▸ SOURCE EXTRACT
Cardiology & Vascular Research

Open Access ISSN: 2639-8486

Mechanical Complications of MI: Diagnosis, Management and Review of the Literature

Author'(s): Fatma Ben Saida*, Tarek Sendi, Khedija Soumer, Mouna Bousnina and Amine Jemel

Department of Cardiovascular Surgery Ariana, Tunisia.

*Correspondence:

Fatma Ben Saida, Abderrahmane Mami Hospital, Ariana, Tunisia.

Received: 20 Jul 2022; Accepted: 25 Aug 2022; Published: 30 Aug 2022

Citation: Fatma Ben Saida, Tarek Sendi, Khedija Soumer, et al. Mechanical Complications of MI: Diagnosis, Management and Review of the Literature. Cardiol Vasc Res. 2022; 6(4): 1-4.

Keywords

Cardiovascular diseases, Myocardial infarction, Ultrasound.

Introduction

Cardiovascular diseases are the leading cause of death worldwide. They represent a public health problem due to the cost of hospital care, the enormous burden on social security, the significant morbidity caused and therefore the consequences that follow such as incapacity for work and the decline of the productivity.

In Tunisia, cardiovascular diseases represent the major cause of mortality (30%) [1]. Among the pathologies encompassed under the term “cardiovascular diseases”, myocardial infarction occupies an important place due to its incidence and its mortality rate.

This entity has been the subject of several definitions over the years. The latest definition, which is the 4th published in 2018, states that the diagnosis of IDM arises when there is evidence of an acute ischemic lesion associated with clinical signs of infarction with elevation or fall in troponins [2].

In addition to the management, which must be extremely rapid, conditioning the vital prognosis of the patient, the particularity of this pathology lies in the diversity of these complications. Indeed, complications can be mechanical, embolic, ischemic, rhythmic and inflammatory [3]. In this work, we are interested in the mechanical complications of IDM through the study of three cases.

Case 1

This is a 70-year-old patient admitted for CIV complicating the immediate aftermath of a myocardial infarction of the lower territory. The clinical picture is dominated by dyspnea, edema in both lower limbs and crackles on pulmonary auscultation. Cardiac ultrasound revealed a 33mm wide muscle CIV in the major axis responsible for a left-right shunt and PAH and segmental kinetics disorders. The coronarography objectified a tight stenosis of the posterior interventricular artery (IVP). Assistance by intra- aortic counter pulsation balloon was put in place and the patient was operated on. Under CEC, he had aorto-coronary bypass by a segment of the right internal saphenous vein on the IVP then the closure of the CIV was performed through a vertical left ventriculotomy parallel to the IVP followed by placement of a Dacron prosthetic patch. Exit from CEC required the introduction of low-dose adrenaline with continued BCPIA support.

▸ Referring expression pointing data
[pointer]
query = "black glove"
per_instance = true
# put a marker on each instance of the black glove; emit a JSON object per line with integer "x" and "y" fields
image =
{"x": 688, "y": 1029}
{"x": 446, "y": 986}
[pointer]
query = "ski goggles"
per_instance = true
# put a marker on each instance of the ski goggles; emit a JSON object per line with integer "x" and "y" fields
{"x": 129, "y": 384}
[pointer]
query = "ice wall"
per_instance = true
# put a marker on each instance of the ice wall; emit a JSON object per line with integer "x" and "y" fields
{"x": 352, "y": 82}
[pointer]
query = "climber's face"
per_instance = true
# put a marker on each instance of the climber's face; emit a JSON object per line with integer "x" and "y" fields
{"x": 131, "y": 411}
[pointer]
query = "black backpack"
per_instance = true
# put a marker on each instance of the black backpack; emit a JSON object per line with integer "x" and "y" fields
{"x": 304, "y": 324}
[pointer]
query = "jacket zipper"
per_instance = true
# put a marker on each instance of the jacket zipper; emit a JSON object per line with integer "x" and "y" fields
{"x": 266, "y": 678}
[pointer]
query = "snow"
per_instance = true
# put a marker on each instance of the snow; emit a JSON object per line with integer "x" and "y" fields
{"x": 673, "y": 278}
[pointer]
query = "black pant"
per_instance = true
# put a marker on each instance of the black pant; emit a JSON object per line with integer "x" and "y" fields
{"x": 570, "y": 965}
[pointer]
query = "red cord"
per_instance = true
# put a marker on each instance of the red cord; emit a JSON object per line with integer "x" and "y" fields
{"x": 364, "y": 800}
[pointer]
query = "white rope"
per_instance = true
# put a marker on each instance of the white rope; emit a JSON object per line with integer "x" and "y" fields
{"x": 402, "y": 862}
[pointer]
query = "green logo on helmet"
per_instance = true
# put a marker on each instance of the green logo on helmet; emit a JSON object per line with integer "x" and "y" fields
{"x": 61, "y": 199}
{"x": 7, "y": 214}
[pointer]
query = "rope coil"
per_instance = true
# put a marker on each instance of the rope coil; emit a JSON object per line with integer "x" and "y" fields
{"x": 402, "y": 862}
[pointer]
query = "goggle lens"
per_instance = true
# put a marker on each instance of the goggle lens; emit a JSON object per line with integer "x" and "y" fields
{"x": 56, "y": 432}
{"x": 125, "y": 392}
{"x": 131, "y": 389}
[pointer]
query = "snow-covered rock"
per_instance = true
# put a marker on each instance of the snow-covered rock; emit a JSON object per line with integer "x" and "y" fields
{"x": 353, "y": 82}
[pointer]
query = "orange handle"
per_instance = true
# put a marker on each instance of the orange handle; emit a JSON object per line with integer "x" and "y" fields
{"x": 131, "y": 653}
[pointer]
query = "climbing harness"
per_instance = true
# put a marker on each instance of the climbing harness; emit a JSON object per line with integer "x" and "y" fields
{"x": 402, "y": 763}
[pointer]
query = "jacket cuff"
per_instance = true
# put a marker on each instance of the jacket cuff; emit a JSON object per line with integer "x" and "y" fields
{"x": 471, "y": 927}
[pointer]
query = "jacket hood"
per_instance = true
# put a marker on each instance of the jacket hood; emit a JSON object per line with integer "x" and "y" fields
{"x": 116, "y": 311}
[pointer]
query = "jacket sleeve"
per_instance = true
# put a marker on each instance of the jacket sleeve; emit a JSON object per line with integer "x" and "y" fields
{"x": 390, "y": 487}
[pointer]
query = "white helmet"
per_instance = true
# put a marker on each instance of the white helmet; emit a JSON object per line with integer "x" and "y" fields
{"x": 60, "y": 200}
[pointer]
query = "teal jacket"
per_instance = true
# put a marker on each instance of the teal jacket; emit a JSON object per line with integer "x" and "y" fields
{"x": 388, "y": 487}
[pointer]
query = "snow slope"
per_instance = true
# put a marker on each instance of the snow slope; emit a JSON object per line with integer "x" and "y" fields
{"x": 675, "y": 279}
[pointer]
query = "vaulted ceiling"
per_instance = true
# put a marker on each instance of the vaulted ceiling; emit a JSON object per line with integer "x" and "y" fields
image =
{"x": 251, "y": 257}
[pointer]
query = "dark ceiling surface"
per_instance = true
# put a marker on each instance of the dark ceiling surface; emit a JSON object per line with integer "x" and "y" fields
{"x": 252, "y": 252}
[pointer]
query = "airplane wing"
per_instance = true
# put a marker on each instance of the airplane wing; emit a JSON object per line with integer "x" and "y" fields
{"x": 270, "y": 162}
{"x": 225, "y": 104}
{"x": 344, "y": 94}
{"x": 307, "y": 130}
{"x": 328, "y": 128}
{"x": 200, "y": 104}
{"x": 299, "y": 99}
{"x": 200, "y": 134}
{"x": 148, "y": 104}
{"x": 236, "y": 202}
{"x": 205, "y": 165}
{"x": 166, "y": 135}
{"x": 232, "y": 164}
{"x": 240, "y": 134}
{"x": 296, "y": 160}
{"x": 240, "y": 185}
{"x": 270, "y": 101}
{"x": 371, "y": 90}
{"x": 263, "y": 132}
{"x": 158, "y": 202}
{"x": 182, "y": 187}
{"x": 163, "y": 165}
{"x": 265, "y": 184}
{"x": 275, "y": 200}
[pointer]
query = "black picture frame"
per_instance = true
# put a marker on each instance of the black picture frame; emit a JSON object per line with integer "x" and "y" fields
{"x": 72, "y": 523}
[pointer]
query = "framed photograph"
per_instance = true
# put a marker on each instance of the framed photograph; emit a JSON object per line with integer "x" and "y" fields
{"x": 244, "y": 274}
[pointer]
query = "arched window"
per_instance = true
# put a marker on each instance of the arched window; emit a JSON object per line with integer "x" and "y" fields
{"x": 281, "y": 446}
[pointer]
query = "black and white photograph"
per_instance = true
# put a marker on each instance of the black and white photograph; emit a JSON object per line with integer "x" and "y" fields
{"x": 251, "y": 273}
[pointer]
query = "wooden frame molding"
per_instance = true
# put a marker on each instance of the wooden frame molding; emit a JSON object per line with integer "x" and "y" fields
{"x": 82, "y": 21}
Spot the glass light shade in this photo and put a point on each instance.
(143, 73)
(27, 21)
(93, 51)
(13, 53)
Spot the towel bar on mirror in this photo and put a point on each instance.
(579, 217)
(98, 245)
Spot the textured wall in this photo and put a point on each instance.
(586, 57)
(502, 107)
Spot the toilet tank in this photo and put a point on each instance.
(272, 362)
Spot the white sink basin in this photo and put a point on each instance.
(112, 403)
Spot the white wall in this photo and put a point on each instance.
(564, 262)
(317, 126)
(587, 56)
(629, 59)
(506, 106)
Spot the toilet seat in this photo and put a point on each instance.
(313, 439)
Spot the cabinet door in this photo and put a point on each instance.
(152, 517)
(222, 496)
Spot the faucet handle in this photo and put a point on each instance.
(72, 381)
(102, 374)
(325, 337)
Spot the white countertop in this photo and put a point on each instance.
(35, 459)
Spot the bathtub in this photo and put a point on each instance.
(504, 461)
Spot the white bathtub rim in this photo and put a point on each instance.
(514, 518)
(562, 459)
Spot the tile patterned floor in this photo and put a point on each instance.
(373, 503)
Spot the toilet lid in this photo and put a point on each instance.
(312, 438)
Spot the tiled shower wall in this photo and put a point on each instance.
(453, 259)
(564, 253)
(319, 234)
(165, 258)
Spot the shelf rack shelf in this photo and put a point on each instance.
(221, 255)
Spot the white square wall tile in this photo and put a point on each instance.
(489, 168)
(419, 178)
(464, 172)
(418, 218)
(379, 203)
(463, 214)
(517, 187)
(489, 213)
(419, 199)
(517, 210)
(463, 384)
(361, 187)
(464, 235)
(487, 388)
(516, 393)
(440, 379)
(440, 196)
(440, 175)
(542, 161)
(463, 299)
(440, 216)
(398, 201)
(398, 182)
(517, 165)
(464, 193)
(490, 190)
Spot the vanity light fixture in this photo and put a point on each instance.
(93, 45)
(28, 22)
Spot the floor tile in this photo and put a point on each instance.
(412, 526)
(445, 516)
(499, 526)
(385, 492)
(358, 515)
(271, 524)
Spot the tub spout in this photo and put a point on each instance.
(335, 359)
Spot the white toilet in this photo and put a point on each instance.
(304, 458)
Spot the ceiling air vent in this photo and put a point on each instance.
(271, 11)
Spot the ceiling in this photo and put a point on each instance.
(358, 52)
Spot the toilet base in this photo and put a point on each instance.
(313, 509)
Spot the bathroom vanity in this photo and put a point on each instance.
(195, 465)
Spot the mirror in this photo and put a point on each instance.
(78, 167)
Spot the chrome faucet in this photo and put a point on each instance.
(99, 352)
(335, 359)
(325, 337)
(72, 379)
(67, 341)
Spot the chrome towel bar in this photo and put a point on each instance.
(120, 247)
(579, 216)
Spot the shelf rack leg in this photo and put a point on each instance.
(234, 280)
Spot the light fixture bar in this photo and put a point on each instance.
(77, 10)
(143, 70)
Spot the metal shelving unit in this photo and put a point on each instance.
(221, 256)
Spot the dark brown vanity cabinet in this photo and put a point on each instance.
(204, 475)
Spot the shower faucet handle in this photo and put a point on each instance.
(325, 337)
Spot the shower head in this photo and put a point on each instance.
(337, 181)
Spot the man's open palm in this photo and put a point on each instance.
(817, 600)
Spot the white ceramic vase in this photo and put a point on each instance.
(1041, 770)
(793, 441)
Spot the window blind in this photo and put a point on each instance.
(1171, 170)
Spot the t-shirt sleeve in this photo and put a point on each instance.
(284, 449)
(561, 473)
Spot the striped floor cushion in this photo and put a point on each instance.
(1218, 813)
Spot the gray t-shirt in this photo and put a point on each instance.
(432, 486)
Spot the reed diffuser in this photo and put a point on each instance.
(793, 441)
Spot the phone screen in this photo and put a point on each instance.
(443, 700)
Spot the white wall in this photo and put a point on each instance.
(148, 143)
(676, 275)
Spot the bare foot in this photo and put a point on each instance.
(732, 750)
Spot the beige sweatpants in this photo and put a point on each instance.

▸ PARTS OF THE EXERCISE
[1] Say whether each statement agrees with the article on mechanical complications of MI above. Answer yes or no for each, and quote the deciding words of the article. (a) In Tunisia, cardiovascular diseases account for 30% of mortality. (b) The 4th definition of myocardial infarction was published in 2016. (c) In Case 1, the CIV was closed with a Dacron prosthetic patch.
[2] Continue the article on mechanical complications of MI, beginning right after its last sentence about leaving CEC.

▸ RESULTS OF THE EXERCISE
[1]
(a) Yes: "In Tunisia, cardiovascular diseases represent the major cause of mortality (30%)"
(b) No: "The latest definition, which is the 4th published in 2018"
(c) Yes: "followed by placement of a Dacron prosthetic patch"

[2]
Case 2

We report the case of a 60-year-old man who smoked 60 packs a year and presented with chest pain evolving for 1 day related to an acute coronary syndrome with ST segment elevation.

The patient benefited from fibrinolysis. The evolution was marked by the persistence of chest pain and worsening dyspnea. An ultrasound (ETT) objectified the presence of a very abundant pericardial effusion with basal ventricular hypokinesia. The diagnosis of RPLVG was retained and the patient benefited, without extracorporeal circulation (ECC), from drainage of the pericardial effusion with reinforcement of the ventricular wall by affixing a pericardial patch fixed by a suture at the healthy muscle level with biological glue. Postoperatively, the patient was extubated after 24 hours and the postoperative course was uneventful.

Case 3

This is a male patient, 65 years old, with a history of diabetes on insulin, non-weaned smoking. Hospitalized in the cardiology department for management of a lower MI. After management of  his  ischemia,  the  patient  presented  with  dyspnea  and tachyarrhythmia. An ETT was performed on him demonstrating ischemic heart disease with massive MI. The origin was a broken pillar. The indication for surgery was asked and the patient was transferred to the surgery department for surgical management, but the patient died before the intervention.

Discussion

Complications of MI are grouped under 5 main headings: Electrical, inflammatory, embolic, ischemic and mechanical complications.

Mechanical complications post IDM are not common but constitute a true evolutionary turning point by the increased rate of mortality [4].

These are cardiogenic shock, rupture of the LV free wall, rupture of the interventricular septum, acute mitral insufficiency and ventricular aneurysm. With the advent of different methods of revascularization, these injuries have become increasingly rare and the associated mortality rate has been declining for about thirty years [5].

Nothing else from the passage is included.